Given entries:
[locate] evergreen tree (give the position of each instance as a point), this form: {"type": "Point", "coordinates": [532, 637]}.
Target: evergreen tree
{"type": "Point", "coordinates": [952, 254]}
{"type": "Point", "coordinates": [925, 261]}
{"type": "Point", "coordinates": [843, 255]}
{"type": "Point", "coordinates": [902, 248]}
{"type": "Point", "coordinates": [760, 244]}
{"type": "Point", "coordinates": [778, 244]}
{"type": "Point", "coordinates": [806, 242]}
---
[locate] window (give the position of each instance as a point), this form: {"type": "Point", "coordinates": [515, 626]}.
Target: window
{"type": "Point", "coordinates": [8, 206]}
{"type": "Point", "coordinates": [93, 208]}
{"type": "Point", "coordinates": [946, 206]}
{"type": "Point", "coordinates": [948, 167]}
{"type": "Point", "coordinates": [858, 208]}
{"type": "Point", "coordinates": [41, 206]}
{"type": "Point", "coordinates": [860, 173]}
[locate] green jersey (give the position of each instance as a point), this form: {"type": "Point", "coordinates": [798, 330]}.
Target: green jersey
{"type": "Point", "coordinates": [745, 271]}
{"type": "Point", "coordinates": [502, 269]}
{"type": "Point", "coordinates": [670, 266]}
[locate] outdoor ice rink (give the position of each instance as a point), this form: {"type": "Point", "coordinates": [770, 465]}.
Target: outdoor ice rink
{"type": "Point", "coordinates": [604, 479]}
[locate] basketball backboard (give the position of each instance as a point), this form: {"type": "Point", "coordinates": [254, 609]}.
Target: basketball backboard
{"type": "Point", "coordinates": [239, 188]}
==
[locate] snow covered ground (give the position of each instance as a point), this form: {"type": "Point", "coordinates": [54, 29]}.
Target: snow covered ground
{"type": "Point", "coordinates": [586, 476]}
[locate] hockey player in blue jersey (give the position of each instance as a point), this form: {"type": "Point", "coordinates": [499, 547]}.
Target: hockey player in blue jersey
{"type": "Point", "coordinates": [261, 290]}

Set problem:
Determine how many lines of the records above contain the word "evergreen", treating uppercase and lowercase letters as distinct. Give only the number.

Output below:
2